Write out every item below word for word, with no changes.

— START —

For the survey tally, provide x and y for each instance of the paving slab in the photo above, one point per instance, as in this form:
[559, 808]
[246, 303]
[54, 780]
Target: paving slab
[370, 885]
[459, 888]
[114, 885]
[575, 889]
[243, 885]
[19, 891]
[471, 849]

— END —

■ RESULT
For the survey tally, provide x and y for each instance of the paving slab in the photo above, one point per instance, as in this form:
[559, 808]
[246, 303]
[54, 780]
Target: paving slab
[370, 885]
[459, 888]
[114, 885]
[575, 889]
[243, 885]
[19, 891]
[471, 849]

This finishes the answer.